» **Exercise description**
Without including any pictures, return the records below exactly as written.

Photo-based referring expression data:

>>

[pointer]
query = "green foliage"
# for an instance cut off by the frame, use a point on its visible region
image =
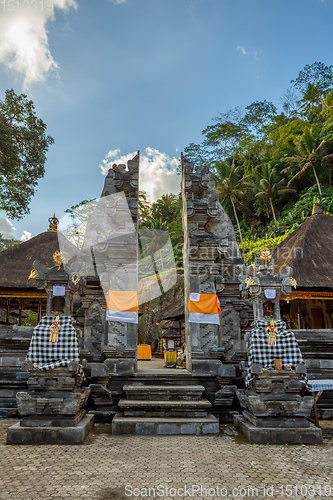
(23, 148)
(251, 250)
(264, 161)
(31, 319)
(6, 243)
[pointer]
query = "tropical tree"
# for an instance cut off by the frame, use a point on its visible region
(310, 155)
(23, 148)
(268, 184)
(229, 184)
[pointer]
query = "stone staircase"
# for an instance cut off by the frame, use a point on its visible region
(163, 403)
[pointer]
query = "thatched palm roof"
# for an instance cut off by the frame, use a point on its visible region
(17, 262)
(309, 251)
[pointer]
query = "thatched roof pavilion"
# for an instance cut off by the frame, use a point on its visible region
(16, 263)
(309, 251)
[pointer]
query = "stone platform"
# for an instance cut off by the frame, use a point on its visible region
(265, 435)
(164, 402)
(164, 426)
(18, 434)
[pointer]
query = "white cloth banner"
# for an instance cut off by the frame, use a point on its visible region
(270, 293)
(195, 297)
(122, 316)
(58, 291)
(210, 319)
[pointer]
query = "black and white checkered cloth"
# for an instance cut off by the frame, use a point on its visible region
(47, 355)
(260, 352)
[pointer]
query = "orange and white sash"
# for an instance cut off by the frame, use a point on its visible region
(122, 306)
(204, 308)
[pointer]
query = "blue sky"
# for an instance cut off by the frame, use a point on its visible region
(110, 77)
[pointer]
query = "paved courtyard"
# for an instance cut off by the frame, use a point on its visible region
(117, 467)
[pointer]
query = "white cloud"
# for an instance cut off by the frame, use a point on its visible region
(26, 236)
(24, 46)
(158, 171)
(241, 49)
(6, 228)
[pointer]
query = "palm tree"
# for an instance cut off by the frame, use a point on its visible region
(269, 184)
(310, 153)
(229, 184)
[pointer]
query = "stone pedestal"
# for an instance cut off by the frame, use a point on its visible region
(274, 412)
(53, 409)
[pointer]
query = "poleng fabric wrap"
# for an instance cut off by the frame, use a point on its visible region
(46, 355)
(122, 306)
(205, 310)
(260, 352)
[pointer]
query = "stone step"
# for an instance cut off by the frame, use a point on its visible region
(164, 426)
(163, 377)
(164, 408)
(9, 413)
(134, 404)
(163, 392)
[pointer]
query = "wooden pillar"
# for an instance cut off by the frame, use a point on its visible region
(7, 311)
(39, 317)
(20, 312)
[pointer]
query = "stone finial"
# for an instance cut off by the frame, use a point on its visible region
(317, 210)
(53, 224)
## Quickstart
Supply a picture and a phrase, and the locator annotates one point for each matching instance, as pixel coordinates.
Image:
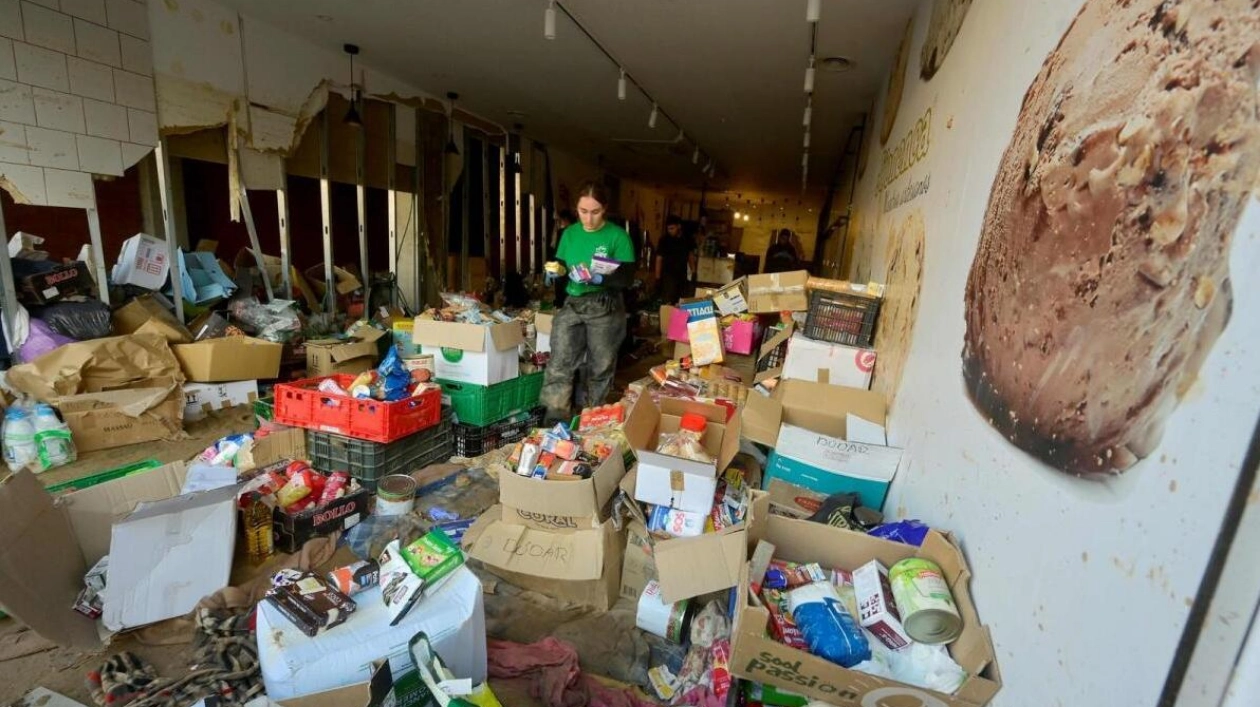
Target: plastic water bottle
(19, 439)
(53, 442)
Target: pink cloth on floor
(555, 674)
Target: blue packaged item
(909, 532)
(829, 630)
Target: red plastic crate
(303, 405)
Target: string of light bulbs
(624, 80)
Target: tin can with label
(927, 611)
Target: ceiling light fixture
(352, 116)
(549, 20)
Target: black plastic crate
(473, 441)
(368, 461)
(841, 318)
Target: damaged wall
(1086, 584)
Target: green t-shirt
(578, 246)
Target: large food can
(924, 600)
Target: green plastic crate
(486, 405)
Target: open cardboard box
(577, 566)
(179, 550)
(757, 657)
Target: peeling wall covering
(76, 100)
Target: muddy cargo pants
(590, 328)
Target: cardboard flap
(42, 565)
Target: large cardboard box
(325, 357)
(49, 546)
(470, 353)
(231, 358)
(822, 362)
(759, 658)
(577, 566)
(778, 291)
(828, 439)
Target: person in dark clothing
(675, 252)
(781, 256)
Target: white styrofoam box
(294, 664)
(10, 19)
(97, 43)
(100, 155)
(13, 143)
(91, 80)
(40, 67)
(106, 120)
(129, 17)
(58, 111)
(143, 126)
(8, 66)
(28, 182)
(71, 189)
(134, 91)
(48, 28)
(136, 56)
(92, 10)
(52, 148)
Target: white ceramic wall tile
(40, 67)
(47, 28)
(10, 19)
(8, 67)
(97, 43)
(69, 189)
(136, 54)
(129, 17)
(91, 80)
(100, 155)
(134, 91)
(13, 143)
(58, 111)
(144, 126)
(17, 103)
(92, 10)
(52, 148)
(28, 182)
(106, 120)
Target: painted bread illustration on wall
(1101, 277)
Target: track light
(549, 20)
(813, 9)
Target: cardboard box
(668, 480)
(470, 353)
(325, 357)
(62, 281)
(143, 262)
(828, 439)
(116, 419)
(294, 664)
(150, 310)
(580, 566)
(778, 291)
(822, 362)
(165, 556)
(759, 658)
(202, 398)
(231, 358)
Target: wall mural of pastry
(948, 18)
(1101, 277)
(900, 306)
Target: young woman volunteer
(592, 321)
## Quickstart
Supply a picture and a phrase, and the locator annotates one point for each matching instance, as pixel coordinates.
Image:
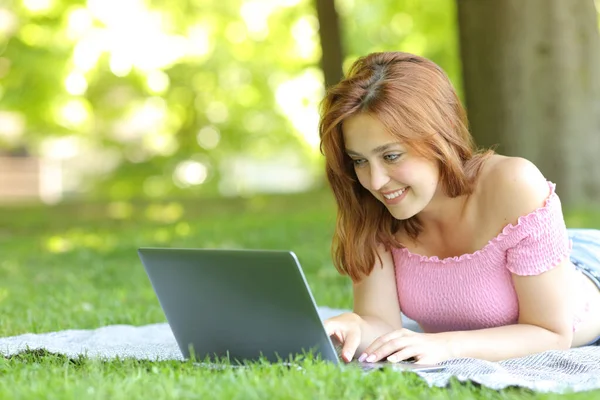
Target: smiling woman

<<

» **Response to the exercise**
[pointer]
query = "green foliage"
# for an instance cut off by the frame, use a point on its visible region
image =
(23, 148)
(251, 250)
(264, 161)
(31, 319)
(6, 243)
[pointer]
query = "tropical tree"
# for an instance cut off by the frame, use a point on its visible region
(310, 155)
(23, 148)
(268, 184)
(229, 184)
[pointer]
query = "stone staircase"
# for an instance cut off by the frame, use a point on its visible region
(163, 403)
[pointer]
query = "thatched palm roof"
# for an instance cut off by the frame, use a point on its visible region
(17, 262)
(309, 251)
[pointer]
query = "thatched roof pavilion"
# for an instance cut off by the frame, use a point on its visible region
(16, 263)
(309, 251)
[pointer]
query = "stone platform"
# for an instance cut off by the frame, use a point on its visible region
(265, 435)
(164, 402)
(164, 426)
(18, 434)
[pointer]
query = "white cloth banner"
# for an instance cut off by the frame, use a point on its visible region
(270, 293)
(195, 297)
(122, 316)
(58, 291)
(210, 319)
[pointer]
query = "black and white checkered cloth"
# for an instance cut off by the frame, use a point on its visible region
(47, 355)
(260, 352)
[pointer]
query = "orange and white sash"
# for an instance cut off by the frame, use a point on its visible region
(122, 306)
(204, 308)
[pointer]
query = "blue sky"
# for an instance cut off by the frame, use a point on its visible region
(110, 77)
[pointer]
query = "paved courtyard"
# for an instance cut off by the frame, use a point on its visible region
(117, 467)
[pointer]
query = "white cloud"
# for an instance cut off by the frame, use a point on its visible region
(26, 236)
(24, 46)
(158, 171)
(241, 49)
(6, 228)
[pointer]
query = "palm tree"
# for an instance cut off by the frame, use a point on its visible region
(269, 184)
(310, 153)
(229, 184)
[pointer]
query = "stone pedestal"
# for an instance cut off by the frame, use a point on its visible region
(274, 412)
(53, 409)
[pointer]
query = "poleng fabric wrap"
# for an instance cut off by the frame, use a point on its visible region
(46, 355)
(122, 306)
(205, 310)
(260, 352)
[pointer]
query = "stone step"
# for an instance cut off by the frame, use a point on its visible region
(164, 426)
(163, 377)
(164, 408)
(9, 413)
(134, 404)
(163, 392)
[pointer]
query = "wooden pillar"
# for an instance cut off by the frame, use a point on its visible region
(7, 311)
(39, 317)
(20, 312)
[pointer]
query = "stone finial"
# for an instance cut off by the frame, use a point on its visible region
(317, 210)
(53, 224)
## Quickstart
Supply a picture and a phrase, and the locator annotates one point for each matching instance, as pixel coordinates.
Image:
Target: plastic water bottle
(19, 439)
(53, 442)
Target: pink cloth on floor
(555, 674)
Target: blue packaged item
(909, 532)
(829, 630)
Target: red plastic crate
(303, 405)
Target: string of light bulbs
(624, 80)
Target: tin can with label
(927, 611)
Target: ceiling light fixture
(352, 116)
(549, 20)
Target: black plastic crate
(473, 441)
(368, 461)
(841, 318)
Target: damaged wall
(1086, 584)
Target: green t-shirt
(578, 246)
Target: large food can
(924, 600)
Target: green plastic crate
(486, 405)
Target: open cardboard box
(577, 566)
(179, 550)
(757, 657)
Target: peeling wall covering
(76, 100)
Target: muddy cargo pants
(590, 328)
Target: cardboard flap
(42, 565)
Target: large cardboard box
(325, 357)
(49, 546)
(470, 353)
(231, 358)
(822, 362)
(759, 658)
(577, 566)
(778, 291)
(828, 439)
Target: person in dark clothing
(675, 252)
(781, 256)
Target: white styrofoam box
(294, 664)
(10, 19)
(97, 43)
(100, 155)
(13, 143)
(91, 80)
(40, 67)
(106, 120)
(129, 17)
(58, 111)
(143, 126)
(8, 66)
(28, 182)
(71, 189)
(134, 91)
(48, 28)
(136, 56)
(92, 10)
(52, 148)
Target: white ceramic wall tile
(40, 67)
(47, 28)
(10, 19)
(8, 67)
(97, 43)
(69, 189)
(136, 54)
(129, 17)
(91, 80)
(100, 155)
(134, 91)
(13, 143)
(58, 111)
(144, 126)
(17, 103)
(92, 10)
(52, 148)
(28, 182)
(106, 120)
Target: painted bread illustration on wall
(1101, 277)
Target: track light
(549, 20)
(813, 9)
Target: cardboard box
(668, 480)
(470, 353)
(325, 357)
(62, 281)
(143, 262)
(828, 439)
(116, 419)
(294, 664)
(150, 310)
(580, 566)
(778, 291)
(822, 362)
(165, 556)
(759, 658)
(202, 398)
(231, 358)
Target: wall mural of pastry
(948, 18)
(1101, 277)
(900, 306)
Target: young woman volunteer
(592, 321)
## Quickstart
Supply a picture and a phrase, and the locator annotates one point for each matching instance, as pixel coordinates.
Image:
Target: smiling woman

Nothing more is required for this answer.